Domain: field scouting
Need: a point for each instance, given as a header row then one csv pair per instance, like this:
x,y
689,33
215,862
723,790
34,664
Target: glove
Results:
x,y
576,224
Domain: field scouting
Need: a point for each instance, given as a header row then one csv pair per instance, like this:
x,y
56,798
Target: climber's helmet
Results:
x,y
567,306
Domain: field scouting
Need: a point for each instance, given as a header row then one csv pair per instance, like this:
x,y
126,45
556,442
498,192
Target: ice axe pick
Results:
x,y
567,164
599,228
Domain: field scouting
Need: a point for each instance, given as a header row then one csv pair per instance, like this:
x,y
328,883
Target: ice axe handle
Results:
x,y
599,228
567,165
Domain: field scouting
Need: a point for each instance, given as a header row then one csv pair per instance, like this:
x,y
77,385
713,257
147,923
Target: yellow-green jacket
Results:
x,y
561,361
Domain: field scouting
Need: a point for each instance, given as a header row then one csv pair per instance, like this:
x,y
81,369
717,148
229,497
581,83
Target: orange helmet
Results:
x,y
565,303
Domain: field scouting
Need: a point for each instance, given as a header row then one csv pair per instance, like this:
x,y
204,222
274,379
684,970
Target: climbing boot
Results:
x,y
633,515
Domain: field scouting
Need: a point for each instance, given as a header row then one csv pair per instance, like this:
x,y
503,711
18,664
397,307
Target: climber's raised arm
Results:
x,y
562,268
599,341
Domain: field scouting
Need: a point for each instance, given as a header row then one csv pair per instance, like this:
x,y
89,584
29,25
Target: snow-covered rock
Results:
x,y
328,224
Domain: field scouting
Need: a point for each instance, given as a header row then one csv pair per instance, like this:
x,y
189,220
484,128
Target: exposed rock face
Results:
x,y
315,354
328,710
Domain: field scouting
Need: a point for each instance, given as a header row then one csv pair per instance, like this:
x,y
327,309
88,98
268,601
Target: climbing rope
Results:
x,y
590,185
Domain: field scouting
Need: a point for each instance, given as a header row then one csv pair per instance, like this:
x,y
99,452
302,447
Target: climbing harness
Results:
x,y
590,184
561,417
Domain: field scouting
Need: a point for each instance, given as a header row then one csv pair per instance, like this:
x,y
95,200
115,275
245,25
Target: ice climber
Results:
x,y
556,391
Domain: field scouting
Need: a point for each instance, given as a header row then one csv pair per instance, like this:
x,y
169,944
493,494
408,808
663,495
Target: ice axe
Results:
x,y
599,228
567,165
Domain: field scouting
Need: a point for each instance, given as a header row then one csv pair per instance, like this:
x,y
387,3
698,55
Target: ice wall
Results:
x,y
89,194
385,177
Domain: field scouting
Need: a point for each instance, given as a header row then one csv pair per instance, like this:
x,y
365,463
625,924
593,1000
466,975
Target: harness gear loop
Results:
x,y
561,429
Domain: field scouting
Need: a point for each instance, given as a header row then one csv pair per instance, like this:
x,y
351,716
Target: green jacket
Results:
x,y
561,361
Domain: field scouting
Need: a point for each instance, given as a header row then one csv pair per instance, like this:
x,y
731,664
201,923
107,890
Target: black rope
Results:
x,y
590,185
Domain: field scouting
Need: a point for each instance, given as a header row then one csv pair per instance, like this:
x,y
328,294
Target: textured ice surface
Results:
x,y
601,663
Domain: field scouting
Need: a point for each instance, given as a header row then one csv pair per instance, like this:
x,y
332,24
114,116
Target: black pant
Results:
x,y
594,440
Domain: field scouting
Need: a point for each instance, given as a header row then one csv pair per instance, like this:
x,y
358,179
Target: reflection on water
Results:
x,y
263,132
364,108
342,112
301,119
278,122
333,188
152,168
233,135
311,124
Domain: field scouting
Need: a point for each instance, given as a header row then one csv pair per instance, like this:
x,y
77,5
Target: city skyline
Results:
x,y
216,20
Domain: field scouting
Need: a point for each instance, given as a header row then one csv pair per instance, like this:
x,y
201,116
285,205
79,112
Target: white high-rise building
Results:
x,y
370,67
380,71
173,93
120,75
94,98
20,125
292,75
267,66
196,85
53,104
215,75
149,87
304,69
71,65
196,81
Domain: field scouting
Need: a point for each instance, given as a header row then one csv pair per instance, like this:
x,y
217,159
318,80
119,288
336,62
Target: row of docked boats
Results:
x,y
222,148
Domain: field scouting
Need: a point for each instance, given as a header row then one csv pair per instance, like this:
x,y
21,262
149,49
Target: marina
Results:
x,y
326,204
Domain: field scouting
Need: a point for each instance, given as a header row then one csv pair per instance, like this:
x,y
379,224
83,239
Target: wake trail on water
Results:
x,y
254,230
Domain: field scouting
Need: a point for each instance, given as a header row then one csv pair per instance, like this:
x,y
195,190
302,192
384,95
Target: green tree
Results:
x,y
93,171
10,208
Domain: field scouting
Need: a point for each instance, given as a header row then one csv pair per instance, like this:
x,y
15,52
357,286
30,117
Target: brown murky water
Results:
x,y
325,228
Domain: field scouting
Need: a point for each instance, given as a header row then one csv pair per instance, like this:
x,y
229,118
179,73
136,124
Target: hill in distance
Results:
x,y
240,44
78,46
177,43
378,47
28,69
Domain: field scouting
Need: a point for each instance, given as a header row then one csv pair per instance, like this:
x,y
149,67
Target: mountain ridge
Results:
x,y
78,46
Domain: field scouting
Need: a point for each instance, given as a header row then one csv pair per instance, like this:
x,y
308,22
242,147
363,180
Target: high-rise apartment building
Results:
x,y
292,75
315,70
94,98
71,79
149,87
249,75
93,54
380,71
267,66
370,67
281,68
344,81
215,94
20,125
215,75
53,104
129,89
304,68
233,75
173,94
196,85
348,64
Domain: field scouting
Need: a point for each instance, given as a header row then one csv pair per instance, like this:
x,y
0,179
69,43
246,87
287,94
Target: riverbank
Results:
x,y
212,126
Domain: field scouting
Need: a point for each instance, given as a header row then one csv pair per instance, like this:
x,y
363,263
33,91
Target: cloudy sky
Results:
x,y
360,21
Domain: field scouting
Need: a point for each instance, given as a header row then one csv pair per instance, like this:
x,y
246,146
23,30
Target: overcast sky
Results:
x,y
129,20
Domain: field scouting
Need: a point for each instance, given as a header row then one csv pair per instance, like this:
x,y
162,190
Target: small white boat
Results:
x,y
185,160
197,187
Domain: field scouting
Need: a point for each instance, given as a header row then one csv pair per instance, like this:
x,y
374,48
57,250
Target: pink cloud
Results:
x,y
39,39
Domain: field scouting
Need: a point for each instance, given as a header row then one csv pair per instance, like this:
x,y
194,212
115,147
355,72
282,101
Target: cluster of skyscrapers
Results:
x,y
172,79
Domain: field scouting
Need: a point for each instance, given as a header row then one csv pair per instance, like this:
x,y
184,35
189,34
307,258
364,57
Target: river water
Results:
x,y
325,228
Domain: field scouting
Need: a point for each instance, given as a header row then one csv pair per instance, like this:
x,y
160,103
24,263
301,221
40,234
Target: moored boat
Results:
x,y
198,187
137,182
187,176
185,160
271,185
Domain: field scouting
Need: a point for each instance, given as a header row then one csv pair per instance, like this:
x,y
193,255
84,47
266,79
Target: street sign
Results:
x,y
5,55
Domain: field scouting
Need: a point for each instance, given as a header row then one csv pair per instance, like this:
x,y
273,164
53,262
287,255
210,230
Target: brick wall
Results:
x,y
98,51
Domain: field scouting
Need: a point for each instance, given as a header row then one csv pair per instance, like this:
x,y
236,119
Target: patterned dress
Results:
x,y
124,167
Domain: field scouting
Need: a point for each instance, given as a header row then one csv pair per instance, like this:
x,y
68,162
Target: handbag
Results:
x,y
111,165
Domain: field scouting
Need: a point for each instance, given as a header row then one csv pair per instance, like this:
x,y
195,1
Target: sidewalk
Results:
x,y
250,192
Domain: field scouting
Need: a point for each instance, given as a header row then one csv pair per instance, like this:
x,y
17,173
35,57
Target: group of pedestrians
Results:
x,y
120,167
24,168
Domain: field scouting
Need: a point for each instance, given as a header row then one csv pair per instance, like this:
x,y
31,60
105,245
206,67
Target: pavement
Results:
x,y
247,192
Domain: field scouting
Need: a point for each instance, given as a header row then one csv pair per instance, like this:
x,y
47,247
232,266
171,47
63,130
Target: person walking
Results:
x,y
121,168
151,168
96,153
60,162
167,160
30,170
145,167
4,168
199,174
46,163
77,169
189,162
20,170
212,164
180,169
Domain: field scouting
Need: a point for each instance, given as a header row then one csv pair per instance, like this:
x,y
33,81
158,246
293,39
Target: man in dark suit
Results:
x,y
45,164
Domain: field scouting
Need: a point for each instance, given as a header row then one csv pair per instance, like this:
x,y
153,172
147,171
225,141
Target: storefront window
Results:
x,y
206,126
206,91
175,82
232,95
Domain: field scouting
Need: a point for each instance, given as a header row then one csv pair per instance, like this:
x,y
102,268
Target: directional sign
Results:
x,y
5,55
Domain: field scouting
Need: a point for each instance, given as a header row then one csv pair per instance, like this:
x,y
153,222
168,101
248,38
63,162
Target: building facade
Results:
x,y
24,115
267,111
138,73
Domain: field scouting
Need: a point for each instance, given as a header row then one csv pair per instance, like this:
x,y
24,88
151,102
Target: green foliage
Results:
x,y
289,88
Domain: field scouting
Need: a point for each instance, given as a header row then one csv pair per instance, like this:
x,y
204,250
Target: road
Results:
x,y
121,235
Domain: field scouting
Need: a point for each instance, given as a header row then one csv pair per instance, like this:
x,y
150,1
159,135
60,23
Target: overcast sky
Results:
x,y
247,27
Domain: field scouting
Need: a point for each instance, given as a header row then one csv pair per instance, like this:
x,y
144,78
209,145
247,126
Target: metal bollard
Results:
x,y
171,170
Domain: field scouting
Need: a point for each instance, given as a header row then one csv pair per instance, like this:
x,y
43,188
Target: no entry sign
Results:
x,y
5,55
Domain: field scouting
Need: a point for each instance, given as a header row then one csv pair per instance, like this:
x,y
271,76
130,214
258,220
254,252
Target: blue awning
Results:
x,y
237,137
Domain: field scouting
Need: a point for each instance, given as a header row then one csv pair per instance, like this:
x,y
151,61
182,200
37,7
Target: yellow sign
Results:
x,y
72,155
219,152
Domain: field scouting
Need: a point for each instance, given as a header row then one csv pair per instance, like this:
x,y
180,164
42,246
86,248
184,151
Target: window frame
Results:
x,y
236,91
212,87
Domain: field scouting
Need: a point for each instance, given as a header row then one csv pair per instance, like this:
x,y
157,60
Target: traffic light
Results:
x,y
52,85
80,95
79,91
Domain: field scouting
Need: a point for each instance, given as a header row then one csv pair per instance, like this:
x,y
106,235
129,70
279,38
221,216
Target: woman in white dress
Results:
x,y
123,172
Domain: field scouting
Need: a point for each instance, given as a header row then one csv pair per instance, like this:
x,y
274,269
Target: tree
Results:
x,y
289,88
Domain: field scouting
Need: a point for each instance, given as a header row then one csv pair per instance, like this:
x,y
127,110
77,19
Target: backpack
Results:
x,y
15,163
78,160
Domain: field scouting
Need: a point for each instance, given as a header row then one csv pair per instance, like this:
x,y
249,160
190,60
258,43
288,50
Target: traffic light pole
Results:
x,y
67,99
———
# [What you will do]
Respond with the lines above, from the one that holds "Target: backpack" to the end of the listing, each repeated exactly, and with no other material.

# [Response for this exercise]
Target: backpack
Results:
x,y
15,163
78,160
Domain: field scouting
Need: a point for each instance, given as a header row then one csv pair per instance, like this:
x,y
249,160
190,60
258,43
288,50
Target: traffic light pole
Results:
x,y
67,99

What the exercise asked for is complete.